— begin —
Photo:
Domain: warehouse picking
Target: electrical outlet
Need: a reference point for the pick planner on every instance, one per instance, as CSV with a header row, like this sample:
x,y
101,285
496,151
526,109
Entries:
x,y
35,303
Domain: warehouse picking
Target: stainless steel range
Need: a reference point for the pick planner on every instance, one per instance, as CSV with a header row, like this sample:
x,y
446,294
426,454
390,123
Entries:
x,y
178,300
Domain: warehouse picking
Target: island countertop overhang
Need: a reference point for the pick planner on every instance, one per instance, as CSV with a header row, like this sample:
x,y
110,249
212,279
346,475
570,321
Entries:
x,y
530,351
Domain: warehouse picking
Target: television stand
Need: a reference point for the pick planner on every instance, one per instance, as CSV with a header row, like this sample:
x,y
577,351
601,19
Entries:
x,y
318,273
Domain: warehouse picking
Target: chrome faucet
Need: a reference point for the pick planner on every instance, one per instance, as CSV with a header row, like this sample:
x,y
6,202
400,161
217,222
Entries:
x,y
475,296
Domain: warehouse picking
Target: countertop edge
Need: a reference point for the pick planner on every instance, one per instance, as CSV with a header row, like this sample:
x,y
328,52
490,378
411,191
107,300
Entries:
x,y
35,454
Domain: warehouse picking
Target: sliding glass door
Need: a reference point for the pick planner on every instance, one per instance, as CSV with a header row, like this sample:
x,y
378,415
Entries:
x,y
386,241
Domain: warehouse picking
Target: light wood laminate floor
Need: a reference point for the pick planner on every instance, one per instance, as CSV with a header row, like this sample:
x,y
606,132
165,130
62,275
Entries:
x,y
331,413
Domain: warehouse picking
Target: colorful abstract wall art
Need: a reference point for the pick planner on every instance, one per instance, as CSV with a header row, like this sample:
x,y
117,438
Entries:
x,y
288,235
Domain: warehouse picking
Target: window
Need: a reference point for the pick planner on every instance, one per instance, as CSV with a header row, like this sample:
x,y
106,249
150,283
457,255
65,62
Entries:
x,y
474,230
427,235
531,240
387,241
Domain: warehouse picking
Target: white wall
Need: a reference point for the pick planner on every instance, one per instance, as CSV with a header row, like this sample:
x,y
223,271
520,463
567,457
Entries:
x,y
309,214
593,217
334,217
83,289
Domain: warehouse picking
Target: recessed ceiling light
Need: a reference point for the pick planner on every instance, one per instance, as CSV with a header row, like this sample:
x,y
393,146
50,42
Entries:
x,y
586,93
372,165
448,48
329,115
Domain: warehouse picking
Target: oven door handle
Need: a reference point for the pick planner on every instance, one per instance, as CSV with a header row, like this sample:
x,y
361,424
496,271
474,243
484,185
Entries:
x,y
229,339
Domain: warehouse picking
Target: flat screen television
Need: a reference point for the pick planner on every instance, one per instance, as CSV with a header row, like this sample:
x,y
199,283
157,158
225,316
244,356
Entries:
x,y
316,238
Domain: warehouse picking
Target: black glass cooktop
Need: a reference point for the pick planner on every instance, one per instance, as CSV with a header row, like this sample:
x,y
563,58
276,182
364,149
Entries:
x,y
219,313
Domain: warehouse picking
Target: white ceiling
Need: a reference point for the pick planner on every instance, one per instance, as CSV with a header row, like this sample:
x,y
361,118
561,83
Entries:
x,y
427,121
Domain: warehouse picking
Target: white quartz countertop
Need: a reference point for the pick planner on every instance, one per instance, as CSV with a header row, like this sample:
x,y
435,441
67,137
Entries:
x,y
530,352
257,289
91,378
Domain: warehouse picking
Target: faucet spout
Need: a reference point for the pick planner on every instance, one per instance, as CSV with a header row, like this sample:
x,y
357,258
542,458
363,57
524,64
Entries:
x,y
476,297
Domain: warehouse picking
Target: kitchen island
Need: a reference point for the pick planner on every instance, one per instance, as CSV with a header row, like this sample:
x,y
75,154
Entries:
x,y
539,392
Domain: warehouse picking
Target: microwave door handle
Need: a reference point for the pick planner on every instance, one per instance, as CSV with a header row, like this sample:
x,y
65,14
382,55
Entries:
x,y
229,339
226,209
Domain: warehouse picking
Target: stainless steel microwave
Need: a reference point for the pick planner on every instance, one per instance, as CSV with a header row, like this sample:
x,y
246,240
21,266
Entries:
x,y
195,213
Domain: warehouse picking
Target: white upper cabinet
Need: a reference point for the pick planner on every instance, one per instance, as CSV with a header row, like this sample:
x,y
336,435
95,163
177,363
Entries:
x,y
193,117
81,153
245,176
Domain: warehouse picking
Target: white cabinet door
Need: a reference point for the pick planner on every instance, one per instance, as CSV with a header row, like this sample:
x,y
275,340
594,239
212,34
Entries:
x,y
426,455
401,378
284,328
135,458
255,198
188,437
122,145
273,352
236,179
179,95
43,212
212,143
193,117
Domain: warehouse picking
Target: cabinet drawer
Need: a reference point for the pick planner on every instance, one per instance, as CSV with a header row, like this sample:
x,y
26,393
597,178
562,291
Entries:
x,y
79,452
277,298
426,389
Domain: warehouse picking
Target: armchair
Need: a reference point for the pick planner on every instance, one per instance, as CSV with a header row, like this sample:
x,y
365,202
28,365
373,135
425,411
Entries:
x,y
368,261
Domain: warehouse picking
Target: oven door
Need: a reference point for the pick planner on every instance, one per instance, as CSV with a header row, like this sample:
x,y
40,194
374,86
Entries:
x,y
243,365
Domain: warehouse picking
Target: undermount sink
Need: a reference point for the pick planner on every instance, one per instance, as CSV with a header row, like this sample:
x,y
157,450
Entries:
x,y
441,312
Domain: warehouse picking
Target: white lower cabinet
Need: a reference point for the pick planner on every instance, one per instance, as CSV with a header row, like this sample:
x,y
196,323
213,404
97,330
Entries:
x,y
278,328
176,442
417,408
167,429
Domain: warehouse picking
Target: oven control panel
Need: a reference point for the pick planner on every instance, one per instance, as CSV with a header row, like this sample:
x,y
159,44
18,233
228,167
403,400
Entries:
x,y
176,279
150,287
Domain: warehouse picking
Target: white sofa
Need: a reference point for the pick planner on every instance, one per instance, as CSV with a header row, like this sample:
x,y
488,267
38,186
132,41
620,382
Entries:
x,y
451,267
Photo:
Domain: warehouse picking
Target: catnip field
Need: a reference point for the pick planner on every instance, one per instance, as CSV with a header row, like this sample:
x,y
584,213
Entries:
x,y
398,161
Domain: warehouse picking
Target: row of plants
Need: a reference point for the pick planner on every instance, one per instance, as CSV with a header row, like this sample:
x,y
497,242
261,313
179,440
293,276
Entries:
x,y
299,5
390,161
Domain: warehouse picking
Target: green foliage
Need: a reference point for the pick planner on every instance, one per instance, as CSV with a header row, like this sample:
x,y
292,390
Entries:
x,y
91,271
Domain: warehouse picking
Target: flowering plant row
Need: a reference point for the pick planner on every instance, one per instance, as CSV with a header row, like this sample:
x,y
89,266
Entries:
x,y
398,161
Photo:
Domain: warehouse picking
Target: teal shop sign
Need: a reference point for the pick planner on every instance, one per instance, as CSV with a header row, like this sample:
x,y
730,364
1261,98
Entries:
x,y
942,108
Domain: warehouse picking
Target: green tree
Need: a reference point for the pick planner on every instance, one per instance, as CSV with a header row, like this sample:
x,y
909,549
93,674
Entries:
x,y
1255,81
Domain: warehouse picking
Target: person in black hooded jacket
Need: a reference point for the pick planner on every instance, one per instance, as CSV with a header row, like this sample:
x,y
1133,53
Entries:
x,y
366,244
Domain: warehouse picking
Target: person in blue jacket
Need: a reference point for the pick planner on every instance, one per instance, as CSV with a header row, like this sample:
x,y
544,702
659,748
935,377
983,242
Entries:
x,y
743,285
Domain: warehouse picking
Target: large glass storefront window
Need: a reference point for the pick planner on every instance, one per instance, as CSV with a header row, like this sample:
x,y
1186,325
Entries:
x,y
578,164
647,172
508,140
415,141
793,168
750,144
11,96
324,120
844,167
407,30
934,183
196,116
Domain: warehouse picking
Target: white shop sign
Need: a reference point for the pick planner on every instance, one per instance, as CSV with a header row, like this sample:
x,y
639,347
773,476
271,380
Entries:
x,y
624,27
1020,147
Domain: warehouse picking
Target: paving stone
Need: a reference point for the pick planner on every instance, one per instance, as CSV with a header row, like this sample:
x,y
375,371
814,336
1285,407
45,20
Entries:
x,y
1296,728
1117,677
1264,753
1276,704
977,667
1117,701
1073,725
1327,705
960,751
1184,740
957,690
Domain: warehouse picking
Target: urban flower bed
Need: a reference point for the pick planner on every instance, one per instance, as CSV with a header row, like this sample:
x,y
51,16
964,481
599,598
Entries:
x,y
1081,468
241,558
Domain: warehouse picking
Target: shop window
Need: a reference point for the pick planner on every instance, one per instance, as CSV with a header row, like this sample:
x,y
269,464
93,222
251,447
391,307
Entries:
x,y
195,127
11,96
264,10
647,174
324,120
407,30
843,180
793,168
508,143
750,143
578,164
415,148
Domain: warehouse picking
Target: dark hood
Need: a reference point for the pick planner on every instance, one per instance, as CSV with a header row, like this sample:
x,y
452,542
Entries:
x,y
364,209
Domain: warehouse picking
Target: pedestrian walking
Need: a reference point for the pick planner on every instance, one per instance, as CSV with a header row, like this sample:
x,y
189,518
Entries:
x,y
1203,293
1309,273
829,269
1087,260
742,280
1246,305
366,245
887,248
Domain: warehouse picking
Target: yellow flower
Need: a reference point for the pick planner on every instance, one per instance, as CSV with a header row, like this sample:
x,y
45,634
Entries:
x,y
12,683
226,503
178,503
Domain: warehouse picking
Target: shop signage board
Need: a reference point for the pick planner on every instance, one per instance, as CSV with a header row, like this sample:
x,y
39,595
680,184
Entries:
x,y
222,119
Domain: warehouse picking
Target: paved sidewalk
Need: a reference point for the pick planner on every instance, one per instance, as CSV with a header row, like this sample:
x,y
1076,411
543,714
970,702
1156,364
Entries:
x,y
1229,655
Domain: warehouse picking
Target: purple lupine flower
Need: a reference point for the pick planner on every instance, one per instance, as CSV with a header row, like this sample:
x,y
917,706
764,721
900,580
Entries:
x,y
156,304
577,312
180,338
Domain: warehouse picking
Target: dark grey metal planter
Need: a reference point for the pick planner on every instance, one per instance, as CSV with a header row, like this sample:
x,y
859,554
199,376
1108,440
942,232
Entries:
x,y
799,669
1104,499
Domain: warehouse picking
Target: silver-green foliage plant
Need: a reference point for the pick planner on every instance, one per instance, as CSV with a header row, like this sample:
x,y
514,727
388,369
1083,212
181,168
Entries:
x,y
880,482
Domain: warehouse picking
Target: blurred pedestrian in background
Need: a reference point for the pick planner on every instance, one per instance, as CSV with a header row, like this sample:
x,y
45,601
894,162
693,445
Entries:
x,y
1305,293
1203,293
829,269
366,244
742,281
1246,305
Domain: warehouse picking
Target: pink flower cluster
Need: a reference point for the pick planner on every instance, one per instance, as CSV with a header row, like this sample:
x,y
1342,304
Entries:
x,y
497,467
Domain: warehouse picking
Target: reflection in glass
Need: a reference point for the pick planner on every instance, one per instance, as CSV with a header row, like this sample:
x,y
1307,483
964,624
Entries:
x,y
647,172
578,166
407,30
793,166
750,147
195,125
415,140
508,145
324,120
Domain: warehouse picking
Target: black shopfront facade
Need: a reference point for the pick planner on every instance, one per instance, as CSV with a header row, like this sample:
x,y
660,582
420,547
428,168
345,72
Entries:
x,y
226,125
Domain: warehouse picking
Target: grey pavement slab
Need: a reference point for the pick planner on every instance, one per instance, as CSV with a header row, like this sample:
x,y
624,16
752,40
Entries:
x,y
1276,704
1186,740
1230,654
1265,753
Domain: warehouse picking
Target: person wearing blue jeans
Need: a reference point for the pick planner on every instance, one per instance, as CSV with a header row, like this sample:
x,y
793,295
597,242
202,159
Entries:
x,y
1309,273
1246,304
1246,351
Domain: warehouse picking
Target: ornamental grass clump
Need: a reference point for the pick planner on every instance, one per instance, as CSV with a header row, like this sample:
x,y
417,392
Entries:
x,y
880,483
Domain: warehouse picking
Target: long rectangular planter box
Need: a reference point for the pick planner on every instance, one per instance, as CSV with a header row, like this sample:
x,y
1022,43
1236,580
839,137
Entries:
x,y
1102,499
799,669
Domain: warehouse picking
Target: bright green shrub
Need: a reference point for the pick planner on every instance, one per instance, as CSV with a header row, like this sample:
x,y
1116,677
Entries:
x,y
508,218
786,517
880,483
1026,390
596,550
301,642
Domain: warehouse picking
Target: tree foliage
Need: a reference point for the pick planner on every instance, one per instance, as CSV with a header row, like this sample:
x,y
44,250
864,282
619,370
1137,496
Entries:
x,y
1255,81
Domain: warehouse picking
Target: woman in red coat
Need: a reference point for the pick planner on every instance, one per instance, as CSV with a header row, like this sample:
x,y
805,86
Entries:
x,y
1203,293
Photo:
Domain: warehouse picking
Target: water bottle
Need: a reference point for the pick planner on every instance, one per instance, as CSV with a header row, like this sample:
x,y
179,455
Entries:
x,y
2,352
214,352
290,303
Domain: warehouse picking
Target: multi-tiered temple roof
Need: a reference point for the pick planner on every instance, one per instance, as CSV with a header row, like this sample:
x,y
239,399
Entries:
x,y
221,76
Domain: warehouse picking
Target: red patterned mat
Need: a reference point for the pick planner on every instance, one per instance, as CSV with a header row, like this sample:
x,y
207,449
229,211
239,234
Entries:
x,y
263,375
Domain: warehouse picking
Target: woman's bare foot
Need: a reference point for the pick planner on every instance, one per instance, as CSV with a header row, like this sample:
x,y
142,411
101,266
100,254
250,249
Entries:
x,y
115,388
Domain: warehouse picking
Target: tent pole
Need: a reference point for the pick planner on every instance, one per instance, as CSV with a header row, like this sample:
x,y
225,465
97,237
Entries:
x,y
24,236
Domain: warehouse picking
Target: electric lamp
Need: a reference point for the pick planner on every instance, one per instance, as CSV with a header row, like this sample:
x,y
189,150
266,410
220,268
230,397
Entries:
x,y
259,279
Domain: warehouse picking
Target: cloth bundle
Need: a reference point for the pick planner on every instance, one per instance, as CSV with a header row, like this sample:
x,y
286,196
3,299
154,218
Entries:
— end —
## EXERCISE OBJECTIVE
Gather every line in the records that contains the word "dark" and copy each one in full. Case counts, so a match must have the same capital and lowercase letters.

## OUTPUT
Target: dark hood
Target: dark grey metal planter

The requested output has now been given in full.